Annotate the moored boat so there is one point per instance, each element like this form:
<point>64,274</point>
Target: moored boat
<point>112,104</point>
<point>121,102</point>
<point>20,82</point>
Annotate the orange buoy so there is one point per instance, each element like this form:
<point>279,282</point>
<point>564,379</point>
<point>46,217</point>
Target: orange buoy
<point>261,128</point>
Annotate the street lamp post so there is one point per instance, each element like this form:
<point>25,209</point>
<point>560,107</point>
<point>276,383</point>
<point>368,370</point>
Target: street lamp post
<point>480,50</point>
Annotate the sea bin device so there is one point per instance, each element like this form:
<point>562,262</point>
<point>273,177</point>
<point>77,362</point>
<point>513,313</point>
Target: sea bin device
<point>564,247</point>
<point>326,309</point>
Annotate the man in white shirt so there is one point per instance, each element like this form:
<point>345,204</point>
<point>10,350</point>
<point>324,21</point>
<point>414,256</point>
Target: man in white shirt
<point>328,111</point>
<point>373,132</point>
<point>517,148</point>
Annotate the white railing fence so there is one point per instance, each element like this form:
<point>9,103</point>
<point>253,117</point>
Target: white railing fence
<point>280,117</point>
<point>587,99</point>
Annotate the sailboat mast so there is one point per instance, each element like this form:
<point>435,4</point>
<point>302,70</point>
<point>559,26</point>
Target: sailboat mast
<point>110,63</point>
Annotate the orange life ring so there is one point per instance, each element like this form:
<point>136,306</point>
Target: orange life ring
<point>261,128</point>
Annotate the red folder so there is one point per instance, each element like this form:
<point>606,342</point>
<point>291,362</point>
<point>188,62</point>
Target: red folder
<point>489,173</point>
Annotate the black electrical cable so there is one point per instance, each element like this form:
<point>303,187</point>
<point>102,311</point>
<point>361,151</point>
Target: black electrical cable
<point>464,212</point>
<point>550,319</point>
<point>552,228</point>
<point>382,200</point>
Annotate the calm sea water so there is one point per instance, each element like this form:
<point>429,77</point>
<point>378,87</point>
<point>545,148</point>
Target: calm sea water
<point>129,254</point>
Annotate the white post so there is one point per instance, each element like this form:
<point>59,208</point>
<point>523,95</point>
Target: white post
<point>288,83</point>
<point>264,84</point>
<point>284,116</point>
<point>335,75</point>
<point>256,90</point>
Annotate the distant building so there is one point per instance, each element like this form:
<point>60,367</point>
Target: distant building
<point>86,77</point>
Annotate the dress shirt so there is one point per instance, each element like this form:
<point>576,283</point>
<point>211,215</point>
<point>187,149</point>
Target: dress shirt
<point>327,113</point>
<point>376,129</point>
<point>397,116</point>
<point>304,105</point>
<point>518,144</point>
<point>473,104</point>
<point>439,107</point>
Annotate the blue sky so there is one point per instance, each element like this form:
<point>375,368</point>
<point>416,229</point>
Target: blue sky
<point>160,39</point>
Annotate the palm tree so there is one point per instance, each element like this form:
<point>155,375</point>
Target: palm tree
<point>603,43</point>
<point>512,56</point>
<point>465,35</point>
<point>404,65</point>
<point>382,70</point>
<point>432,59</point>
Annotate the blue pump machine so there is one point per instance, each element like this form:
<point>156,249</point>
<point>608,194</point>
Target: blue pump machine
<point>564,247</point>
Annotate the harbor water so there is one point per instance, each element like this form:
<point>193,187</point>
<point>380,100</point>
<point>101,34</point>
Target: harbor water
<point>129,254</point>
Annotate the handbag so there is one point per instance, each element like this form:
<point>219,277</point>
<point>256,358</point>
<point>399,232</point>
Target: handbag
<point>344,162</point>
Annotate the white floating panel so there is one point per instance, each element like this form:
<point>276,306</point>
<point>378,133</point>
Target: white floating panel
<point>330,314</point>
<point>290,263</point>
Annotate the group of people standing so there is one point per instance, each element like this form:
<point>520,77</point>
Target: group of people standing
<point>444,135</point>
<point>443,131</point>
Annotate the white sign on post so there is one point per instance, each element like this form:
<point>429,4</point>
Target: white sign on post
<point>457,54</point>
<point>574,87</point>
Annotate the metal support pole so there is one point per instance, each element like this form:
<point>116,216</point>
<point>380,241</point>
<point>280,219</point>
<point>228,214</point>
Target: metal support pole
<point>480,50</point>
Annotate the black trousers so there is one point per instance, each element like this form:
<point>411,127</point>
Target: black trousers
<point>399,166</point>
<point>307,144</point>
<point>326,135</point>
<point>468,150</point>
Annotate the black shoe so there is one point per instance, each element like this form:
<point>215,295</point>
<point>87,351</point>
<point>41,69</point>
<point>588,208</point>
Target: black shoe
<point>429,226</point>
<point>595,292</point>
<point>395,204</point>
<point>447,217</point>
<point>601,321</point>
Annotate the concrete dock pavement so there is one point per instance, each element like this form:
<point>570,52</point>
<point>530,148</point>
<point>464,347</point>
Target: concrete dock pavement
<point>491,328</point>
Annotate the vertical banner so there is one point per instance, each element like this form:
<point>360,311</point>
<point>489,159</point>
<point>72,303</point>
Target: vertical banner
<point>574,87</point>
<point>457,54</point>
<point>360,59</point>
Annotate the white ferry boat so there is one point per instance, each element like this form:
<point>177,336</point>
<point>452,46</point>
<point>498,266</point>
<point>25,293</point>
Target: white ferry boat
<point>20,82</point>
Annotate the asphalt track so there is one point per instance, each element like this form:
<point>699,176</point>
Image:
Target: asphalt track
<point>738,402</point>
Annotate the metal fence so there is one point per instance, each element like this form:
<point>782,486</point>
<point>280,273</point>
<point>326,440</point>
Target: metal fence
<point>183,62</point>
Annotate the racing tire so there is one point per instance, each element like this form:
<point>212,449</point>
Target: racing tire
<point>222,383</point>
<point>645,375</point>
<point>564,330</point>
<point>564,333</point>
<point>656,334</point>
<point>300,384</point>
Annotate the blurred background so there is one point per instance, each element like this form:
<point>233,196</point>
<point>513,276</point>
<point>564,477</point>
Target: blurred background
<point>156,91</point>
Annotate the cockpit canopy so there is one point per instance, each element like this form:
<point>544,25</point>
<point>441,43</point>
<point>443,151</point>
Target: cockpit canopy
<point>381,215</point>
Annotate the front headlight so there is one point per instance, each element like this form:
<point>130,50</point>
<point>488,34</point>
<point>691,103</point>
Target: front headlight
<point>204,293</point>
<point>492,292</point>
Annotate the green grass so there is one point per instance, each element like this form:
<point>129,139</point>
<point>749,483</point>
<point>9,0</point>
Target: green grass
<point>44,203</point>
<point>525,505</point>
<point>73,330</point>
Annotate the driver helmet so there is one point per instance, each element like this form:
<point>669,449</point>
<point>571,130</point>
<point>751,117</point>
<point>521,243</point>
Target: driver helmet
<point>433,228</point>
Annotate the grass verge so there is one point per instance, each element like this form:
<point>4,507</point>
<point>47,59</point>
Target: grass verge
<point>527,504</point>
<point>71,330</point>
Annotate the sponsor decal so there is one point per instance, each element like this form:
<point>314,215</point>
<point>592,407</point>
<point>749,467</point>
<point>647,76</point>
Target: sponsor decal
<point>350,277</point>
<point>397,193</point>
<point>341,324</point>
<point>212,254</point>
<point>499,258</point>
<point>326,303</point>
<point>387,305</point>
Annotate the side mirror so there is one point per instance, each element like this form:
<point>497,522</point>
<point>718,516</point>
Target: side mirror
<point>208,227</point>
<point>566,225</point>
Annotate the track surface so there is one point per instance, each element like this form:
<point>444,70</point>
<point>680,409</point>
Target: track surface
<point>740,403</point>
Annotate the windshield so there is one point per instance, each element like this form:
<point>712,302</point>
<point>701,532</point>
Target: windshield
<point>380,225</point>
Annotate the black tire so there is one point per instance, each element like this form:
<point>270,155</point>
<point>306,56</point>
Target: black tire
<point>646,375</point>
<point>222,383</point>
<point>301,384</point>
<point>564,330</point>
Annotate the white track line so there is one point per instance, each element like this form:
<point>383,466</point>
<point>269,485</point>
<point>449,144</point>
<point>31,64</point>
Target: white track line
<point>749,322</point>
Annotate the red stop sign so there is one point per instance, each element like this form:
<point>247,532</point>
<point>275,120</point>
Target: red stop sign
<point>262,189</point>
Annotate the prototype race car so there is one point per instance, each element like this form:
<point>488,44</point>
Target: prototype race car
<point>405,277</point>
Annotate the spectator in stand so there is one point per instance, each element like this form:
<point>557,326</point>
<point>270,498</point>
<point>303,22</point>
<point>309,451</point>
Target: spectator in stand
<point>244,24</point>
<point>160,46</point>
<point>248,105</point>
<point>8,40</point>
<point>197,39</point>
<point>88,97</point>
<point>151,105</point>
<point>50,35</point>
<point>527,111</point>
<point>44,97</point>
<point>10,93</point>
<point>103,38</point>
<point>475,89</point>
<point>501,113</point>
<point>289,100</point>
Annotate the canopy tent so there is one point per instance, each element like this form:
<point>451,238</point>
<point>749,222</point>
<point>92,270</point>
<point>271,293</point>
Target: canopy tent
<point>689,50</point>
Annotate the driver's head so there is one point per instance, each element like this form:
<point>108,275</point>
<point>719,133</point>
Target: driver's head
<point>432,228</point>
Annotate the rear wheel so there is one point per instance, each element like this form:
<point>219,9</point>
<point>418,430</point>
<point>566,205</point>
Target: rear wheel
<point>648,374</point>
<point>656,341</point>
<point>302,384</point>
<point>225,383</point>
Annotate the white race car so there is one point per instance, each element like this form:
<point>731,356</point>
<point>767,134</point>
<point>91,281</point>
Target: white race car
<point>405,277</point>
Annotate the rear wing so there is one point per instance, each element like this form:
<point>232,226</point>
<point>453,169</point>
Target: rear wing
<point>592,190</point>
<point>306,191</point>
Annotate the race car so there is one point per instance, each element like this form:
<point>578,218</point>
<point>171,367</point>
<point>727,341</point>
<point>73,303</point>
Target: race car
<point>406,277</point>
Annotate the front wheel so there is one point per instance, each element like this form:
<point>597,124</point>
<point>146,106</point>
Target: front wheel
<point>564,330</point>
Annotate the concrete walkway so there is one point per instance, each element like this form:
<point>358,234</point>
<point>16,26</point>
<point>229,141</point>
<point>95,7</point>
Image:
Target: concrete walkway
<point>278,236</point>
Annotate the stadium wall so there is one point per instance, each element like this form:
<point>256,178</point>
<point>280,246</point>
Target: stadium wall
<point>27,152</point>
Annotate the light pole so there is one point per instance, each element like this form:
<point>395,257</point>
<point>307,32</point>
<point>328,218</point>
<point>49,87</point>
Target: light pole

### THE REQUEST:
Starting with the line that has "Annotate the vertical" and going on through the line that has "<point>300,384</point>", write out those lines of the data again with "metal fence" changed to "wire fence" and nothing else altered.

### CORRECT RESPONSE:
Annotate the vertical banner so there is one point per instance, each element like this form:
<point>360,311</point>
<point>489,159</point>
<point>72,303</point>
Target: vertical banner
<point>574,87</point>
<point>457,54</point>
<point>360,59</point>
Annotate the white ferry boat so there is one point per instance, each element like this form:
<point>177,336</point>
<point>452,46</point>
<point>498,266</point>
<point>25,293</point>
Target: white ferry boat
<point>20,82</point>
Annotate the asphalt track so there is one point per instance, each element like this form:
<point>699,176</point>
Image:
Target: asphalt track
<point>738,402</point>
Annotate the wire fence so there is one point per instance, each element like this form:
<point>782,486</point>
<point>280,273</point>
<point>326,440</point>
Target: wire fence
<point>183,62</point>
Annotate the racing tire so there is one point per instance, each element like this form:
<point>212,449</point>
Target: racing tire
<point>222,383</point>
<point>645,375</point>
<point>564,330</point>
<point>564,333</point>
<point>656,334</point>
<point>300,384</point>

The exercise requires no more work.